Given text:
※
Wow. The pink patch won’t just make you thinner—you get popularity and happiness too. It changes your life. No exploitative advertising there, of course. No selling sad dreams to the lonely teenagers, the insecure girls who feel ugly and are told they are ugly and assume they have only themselves to blame, themselves and their flawed, imperfectly-sized bodies. It’s not like adolescence is a vulnerable time and all… Why this is just spot-on for our girls. Excuse me, I have to go hit something for a minute…
Back again, and I’ve regained my composure I think. Now, any lack of evidence supporting the effectiveness of the patch shouldn’t stop the manufacturers from advertising on Facebook and other youth-trafficked sites of course, using pictures of very young women. They gotta target those young girls, because how else are you going to get rich on the backs of our anxious daughters? In fact, they’ll keep sending you pink patches if you don’t cancel your subscription, so they have a built-in way to make money off kids who fail to read the fine print or who aren’t perhaps especially savvy consumers (you know, the kind who might fall for a diet scam in the first place.) And it’s so cute, the pink patch, the little rosy crap sticker that magically melts that offending weight away. Hey girls, soon all your friends will be using it! Course they say you have to be 18 to use it, and on the internet, no way some young girl is gonna get her hands on a product while underage, especially when the models in the advertisements look more like 15. Cough.
Maybe when my daughter gets a little older, she’ll be taken by something like this. That thought doesn’t make my blood run cold AT ALL. Grrrrr.
So congratulations, Pink Patch makers. In an age where offensive and ridiculous diet charlatanism is endemic, you actually managed to truly disgust me. I guess if I had one wish for you, it’d that those of you who are profiteering from this scam could somehow be completely covered from head to toe in patches, and then have them ripped off your bodies slowly, one by one. And then you’d have to sit in a room with 500 young girls and explain to them that you exploited their fears and desires to make plies of cash for yourselves. And I hope they beat the crap out of you. They’ll have to race me for it.
P.S. For an antidote to the crap and the quackery, go here please. Now.




That girl in the picture probably weighs less than a hundred pounds! Why does she need a patch? And does the whole patch concept remind anyone else of birth control?
I can’t imagine what crap will be out there by the time my daughter starts to worry about this stuff, which at this rate will be when she’s 5.
heather
October 23rd, 2008
Is it naive that a big reason I want to teach nutrition is so that people will be less stupid about products like these.
And I’ve seen 12 year olds that look around that girl’s age.
Tricia
October 23rd, 2008
Thank you for your article. About that girl in the photo - she probably had to twist her torso really badly to get that. The arm and angle are all there for a reason. And, of course, let’s not forget Photoshop.
Also, am I the only one who feels disturbed at how she seems to have had one leg erased entirely?
※
Problem description: List every age in years that the pink patch text mentions, and say what each one refers to.

(Entries for labeling image locations)
※
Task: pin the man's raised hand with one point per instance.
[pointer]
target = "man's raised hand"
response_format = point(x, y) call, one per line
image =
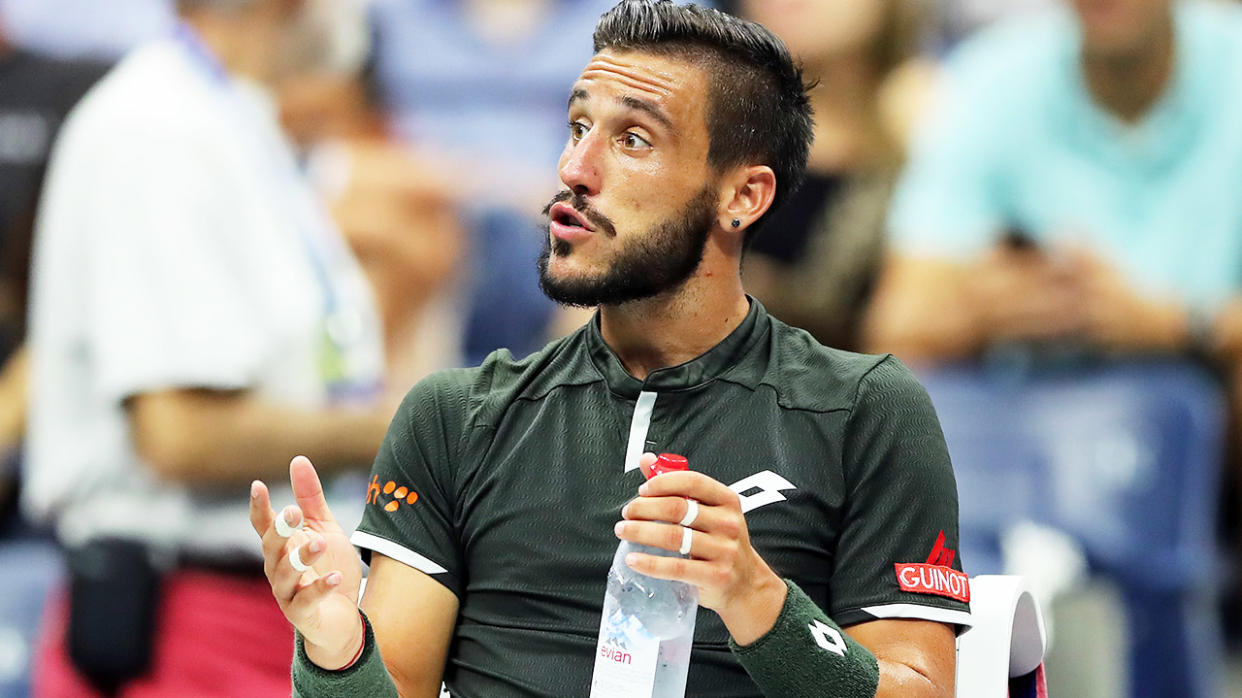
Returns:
※
Result:
- 18: the age the makers say a person must be to use the patch
- 15: about how old the models in the advertisements look
- 5: the age at which one commenter's daughter may start worrying about such products, at the current rate
- 12: the age of the children a commenter has seen who look about as old as the girl in the picture